Repeat, line for line, the entries printed below.

■ Supplied material
____________

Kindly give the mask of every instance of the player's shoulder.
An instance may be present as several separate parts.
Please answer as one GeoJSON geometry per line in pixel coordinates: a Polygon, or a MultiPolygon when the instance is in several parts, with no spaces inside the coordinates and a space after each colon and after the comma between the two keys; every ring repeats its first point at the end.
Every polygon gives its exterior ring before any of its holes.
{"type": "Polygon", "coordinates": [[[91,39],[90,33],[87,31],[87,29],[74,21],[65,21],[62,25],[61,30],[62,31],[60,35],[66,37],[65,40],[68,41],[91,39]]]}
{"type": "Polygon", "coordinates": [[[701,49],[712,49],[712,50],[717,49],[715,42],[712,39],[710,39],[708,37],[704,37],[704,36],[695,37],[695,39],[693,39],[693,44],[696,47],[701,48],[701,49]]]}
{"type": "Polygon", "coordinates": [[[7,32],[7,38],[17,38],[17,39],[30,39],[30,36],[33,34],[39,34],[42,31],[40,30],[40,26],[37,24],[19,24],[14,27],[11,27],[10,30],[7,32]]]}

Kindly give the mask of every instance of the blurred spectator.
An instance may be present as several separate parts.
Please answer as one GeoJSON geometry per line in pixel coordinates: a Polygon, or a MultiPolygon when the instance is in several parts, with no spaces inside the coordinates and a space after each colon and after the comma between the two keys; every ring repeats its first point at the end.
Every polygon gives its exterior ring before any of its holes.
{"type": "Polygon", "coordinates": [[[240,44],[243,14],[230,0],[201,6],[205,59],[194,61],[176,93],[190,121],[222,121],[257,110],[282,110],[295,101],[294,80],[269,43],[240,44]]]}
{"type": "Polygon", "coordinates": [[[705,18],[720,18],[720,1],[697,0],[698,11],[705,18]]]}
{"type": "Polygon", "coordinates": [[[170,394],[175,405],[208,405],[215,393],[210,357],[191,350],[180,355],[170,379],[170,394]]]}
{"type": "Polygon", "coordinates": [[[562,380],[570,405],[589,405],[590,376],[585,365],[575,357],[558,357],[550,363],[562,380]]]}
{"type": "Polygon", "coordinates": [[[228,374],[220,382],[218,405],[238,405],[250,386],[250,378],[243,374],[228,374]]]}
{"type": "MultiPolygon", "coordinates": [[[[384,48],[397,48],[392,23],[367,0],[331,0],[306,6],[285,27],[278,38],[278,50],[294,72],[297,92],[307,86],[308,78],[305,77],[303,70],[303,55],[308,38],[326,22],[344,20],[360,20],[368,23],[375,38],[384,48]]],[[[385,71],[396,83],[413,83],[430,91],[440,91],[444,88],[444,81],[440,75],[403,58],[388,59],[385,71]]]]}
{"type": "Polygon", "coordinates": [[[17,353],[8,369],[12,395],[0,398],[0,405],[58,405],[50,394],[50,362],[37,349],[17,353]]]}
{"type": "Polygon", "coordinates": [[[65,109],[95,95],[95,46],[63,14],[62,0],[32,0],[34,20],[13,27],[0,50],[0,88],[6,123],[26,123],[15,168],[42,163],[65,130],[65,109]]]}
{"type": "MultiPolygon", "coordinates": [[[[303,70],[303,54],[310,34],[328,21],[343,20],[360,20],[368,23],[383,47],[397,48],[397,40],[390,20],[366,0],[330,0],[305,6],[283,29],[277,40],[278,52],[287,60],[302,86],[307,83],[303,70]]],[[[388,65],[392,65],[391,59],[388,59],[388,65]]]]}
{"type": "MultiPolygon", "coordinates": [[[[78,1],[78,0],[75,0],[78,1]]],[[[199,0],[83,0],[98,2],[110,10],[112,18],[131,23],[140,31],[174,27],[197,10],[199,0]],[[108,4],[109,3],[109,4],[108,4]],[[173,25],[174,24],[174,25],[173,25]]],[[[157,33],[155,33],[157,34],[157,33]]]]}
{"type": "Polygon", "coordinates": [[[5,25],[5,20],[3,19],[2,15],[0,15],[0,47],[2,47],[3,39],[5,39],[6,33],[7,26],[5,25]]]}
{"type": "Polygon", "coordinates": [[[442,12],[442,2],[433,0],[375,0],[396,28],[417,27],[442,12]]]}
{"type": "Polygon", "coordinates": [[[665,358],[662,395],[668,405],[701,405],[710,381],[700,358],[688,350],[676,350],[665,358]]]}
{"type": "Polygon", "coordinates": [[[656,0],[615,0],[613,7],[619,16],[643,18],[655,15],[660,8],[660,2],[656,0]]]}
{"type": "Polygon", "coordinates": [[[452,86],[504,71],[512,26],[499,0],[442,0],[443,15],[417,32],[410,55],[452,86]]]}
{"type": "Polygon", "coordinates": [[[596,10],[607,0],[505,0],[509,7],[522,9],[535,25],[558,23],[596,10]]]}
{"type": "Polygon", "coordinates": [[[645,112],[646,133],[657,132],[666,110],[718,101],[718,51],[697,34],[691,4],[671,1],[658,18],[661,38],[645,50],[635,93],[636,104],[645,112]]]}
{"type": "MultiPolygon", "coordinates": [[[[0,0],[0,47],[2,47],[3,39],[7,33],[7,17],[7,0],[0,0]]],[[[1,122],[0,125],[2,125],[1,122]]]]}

____________

■ Response to this task
Kindly give the mask of every instance of the player's shoulder.
An instance may be present as several separate parts.
Please answer as one GeoJSON geometry per line in pixel coordinates: a Polygon, or a MultiPolygon when the instance is in several parts, with no spaces inside the coordinates and a space after each colon and after the comma between the two keys; every ring repeats its first point at the end.
Every polygon gives its exterior ring before any of its holes.
{"type": "Polygon", "coordinates": [[[91,39],[90,33],[87,31],[87,29],[74,21],[65,21],[62,25],[61,30],[62,31],[60,35],[66,37],[65,40],[68,41],[91,39]]]}
{"type": "Polygon", "coordinates": [[[701,49],[712,49],[712,50],[717,49],[715,42],[712,39],[710,39],[708,37],[704,37],[704,36],[695,37],[695,39],[693,39],[693,44],[696,47],[701,48],[701,49]]]}
{"type": "Polygon", "coordinates": [[[7,32],[7,38],[17,38],[17,39],[30,39],[30,36],[33,34],[39,34],[42,31],[40,30],[40,26],[37,24],[19,24],[14,27],[11,27],[10,30],[7,32]]]}

Kindly give the mask of every instance of the blurred spectator.
An instance may be present as several separate parts.
Please answer as one GeoJSON geometry per line in pixel coordinates: a Polygon, or a MultiPolygon when the instance is in several parts, with no spaces inside the coordinates and a space after each colon and after the comma between the two keys; every ring repeats its first point at the end.
Every polygon gives its exterior ring before any of its holes.
{"type": "Polygon", "coordinates": [[[240,44],[243,14],[230,0],[201,6],[205,59],[194,61],[176,93],[190,121],[222,121],[257,110],[282,110],[295,101],[294,80],[269,43],[240,44]]]}
{"type": "Polygon", "coordinates": [[[705,18],[720,18],[720,1],[697,0],[698,11],[705,18]]]}
{"type": "Polygon", "coordinates": [[[170,394],[175,405],[208,405],[215,393],[210,357],[191,350],[180,355],[170,379],[170,394]]]}
{"type": "Polygon", "coordinates": [[[562,380],[570,405],[589,405],[590,376],[585,365],[575,357],[558,357],[550,363],[562,380]]]}
{"type": "Polygon", "coordinates": [[[228,374],[220,382],[218,405],[238,405],[250,386],[250,378],[243,374],[228,374]]]}
{"type": "MultiPolygon", "coordinates": [[[[384,48],[397,48],[392,23],[367,0],[331,0],[306,6],[285,27],[278,38],[278,50],[294,72],[297,92],[307,86],[308,78],[305,77],[303,70],[303,55],[308,38],[326,22],[344,20],[360,20],[368,23],[375,38],[384,48]]],[[[385,71],[396,83],[413,83],[430,91],[440,91],[444,88],[444,81],[440,75],[403,58],[388,59],[385,71]]]]}
{"type": "Polygon", "coordinates": [[[17,353],[8,369],[12,395],[0,398],[0,405],[58,405],[50,394],[50,362],[37,349],[17,353]]]}
{"type": "Polygon", "coordinates": [[[65,109],[95,95],[95,46],[63,14],[62,0],[32,0],[34,20],[13,27],[0,50],[0,88],[6,123],[26,123],[15,168],[42,163],[65,130],[65,109]]]}
{"type": "MultiPolygon", "coordinates": [[[[303,70],[303,54],[310,34],[328,21],[343,20],[360,20],[368,23],[383,47],[397,48],[397,40],[390,20],[366,0],[330,0],[305,6],[283,29],[277,40],[278,52],[287,60],[302,86],[307,83],[303,70]]],[[[388,65],[392,65],[391,59],[388,59],[388,65]]]]}
{"type": "MultiPolygon", "coordinates": [[[[78,1],[78,0],[75,0],[78,1]]],[[[199,0],[83,0],[98,2],[110,10],[112,18],[131,23],[140,31],[174,27],[197,10],[199,0]],[[108,4],[109,3],[109,4],[108,4]],[[173,25],[174,24],[174,25],[173,25]]],[[[157,33],[155,33],[157,34],[157,33]]]]}
{"type": "Polygon", "coordinates": [[[5,25],[5,20],[3,19],[2,15],[0,15],[0,47],[2,47],[3,39],[5,39],[6,33],[7,26],[5,25]]]}
{"type": "Polygon", "coordinates": [[[442,12],[442,2],[433,0],[375,0],[396,28],[417,27],[442,12]]]}
{"type": "Polygon", "coordinates": [[[665,358],[662,395],[668,405],[701,405],[710,381],[700,358],[688,350],[676,350],[665,358]]]}
{"type": "Polygon", "coordinates": [[[656,0],[615,0],[613,7],[619,16],[643,18],[655,15],[660,8],[660,2],[656,0]]]}
{"type": "Polygon", "coordinates": [[[452,86],[504,71],[512,26],[499,0],[442,0],[443,15],[417,32],[410,55],[452,86]]]}
{"type": "Polygon", "coordinates": [[[596,10],[607,0],[505,0],[509,7],[522,9],[535,25],[558,23],[596,10]]]}
{"type": "Polygon", "coordinates": [[[645,112],[646,133],[657,132],[666,110],[718,101],[718,51],[697,34],[691,4],[671,1],[658,18],[661,38],[645,50],[635,93],[636,104],[645,112]]]}
{"type": "MultiPolygon", "coordinates": [[[[0,0],[0,47],[2,47],[3,39],[7,33],[7,17],[7,0],[0,0]]],[[[1,122],[0,125],[2,125],[1,122]]]]}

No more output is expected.